Assigned task —
Write the next part of the passage on macrophages and ectopic endometrial cells in endometriosis, beginning right after its final sentence.

Page text —
-- Opening Marker --

It is worth mentioning here that an apparent inconsistency seems to emerge considering the ability of macrophages to phagocytise sperm cells and their inability to eliminate ectopic endometrial cells. While it is possible that such a difference is at least partly due to inherent properties of endometrial cells of women with endometriosis, the underlying mechanisms remain to be clarified, given their likely impact on the pathogenesis of the disease and the symptoms it causes.

-- Closing Marker --

Available data —
-- Opening Marker --

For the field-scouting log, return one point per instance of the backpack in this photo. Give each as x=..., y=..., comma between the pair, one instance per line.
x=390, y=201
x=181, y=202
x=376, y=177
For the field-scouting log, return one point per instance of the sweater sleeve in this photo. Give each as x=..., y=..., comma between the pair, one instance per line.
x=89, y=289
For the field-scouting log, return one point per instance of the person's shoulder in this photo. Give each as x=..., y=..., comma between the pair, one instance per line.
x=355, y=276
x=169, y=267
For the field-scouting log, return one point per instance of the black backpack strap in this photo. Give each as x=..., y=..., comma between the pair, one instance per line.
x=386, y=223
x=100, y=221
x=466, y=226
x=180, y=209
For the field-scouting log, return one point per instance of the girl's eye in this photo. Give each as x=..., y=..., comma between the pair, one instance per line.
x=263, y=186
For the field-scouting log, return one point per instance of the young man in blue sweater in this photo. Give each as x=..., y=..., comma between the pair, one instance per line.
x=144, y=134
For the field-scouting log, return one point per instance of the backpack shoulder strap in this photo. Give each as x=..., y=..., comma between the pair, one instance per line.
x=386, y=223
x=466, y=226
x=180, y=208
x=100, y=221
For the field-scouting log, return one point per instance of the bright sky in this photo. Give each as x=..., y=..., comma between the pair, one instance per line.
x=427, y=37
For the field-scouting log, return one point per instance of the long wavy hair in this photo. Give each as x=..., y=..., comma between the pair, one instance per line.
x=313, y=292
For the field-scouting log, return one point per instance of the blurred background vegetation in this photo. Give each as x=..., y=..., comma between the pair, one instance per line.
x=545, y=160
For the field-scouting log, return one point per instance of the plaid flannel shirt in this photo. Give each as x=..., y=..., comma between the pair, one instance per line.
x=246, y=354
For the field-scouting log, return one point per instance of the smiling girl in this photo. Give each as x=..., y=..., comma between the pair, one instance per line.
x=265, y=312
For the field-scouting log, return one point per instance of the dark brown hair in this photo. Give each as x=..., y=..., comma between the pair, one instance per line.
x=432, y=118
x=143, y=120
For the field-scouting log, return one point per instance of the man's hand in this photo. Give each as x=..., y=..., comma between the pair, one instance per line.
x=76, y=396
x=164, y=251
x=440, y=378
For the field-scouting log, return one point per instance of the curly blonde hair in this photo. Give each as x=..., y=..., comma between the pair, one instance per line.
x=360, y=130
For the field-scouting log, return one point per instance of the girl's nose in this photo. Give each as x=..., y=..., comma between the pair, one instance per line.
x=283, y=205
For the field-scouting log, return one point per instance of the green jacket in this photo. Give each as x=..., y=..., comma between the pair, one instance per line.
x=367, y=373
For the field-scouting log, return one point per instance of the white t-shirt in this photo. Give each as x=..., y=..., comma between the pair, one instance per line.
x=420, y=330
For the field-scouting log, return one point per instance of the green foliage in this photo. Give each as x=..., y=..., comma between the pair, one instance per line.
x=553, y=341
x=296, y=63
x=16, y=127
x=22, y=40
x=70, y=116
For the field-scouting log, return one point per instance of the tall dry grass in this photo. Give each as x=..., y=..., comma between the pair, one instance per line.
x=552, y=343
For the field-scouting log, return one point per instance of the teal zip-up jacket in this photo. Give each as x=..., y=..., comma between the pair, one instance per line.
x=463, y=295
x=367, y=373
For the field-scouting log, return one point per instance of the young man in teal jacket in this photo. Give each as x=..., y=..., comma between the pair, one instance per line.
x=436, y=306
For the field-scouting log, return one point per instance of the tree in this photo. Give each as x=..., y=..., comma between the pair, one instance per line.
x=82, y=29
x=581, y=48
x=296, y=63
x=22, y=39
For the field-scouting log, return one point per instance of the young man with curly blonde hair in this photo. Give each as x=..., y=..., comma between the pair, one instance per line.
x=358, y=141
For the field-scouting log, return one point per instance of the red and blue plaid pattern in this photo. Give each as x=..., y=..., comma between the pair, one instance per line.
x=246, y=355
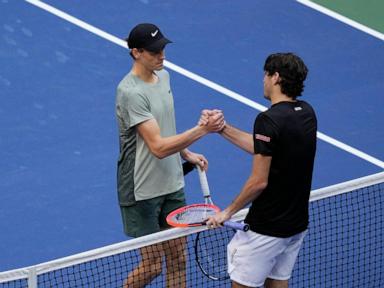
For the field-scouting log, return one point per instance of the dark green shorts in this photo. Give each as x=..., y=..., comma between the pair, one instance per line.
x=149, y=216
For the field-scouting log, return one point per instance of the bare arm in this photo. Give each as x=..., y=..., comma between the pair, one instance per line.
x=252, y=189
x=164, y=146
x=238, y=137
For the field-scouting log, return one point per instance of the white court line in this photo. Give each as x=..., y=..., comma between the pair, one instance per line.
x=342, y=18
x=199, y=79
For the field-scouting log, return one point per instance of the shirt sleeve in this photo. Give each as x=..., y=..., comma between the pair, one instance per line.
x=265, y=135
x=137, y=107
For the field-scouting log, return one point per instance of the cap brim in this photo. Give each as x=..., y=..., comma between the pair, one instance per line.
x=158, y=45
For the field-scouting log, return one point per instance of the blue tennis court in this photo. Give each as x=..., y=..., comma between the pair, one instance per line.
x=58, y=133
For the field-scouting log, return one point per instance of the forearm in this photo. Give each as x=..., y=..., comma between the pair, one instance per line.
x=238, y=137
x=166, y=146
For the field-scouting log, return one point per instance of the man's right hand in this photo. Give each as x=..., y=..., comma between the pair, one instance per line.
x=212, y=120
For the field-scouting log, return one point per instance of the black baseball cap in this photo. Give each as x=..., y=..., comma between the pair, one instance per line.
x=147, y=36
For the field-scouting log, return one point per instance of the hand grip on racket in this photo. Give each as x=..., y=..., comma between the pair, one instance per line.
x=236, y=225
x=204, y=186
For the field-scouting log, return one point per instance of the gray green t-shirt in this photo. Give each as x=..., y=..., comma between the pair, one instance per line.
x=140, y=174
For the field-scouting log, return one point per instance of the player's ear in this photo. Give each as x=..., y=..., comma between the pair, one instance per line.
x=135, y=53
x=276, y=78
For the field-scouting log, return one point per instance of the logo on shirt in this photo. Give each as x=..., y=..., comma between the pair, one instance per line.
x=263, y=138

-- Closing Marker --

Result for this task —
6.3.2 Macrophage Secretions in Endometriosis

Elevated concentrations of cytokines, growth and pro-inflammatory and angiogenic factors have been found in the peritoneal fluid of women with endometriosis. These different factors can originate from a wide variety of sources including endometriotic lesions themselves, macrophages, T cells and follicular fluid after ovulation [40]. IL-1β, IL-8, macrophage migration inhibitory factor (MIF), MCP-1, PGE2 and prostaglandin F2α (PGF2α) are among the main cytokines and eicosanoids that are present at high levels in the peritoneal fluid of women with endometriosis [344044] and known to be overproduced by activated macrophages. Our previous studies have for the first time detected the existence of endometrial dysfunctions in patients with endometriosis. Thus, endometrial cells are more sensitive to activation by IL-1β, a cytokine that is mainly released by activated monocytes/macrophages and found at high concentrations in the peritoneal fluid of patients with endometriosis [45]. IL-1β, also known as catabolin, can enhance the development of endometriosis by causing the release of factors for blood vessel growth. Other data suggest that IL-1β can also be involved in the up-regulation of MIF expression by ectopic endometrial implants [46].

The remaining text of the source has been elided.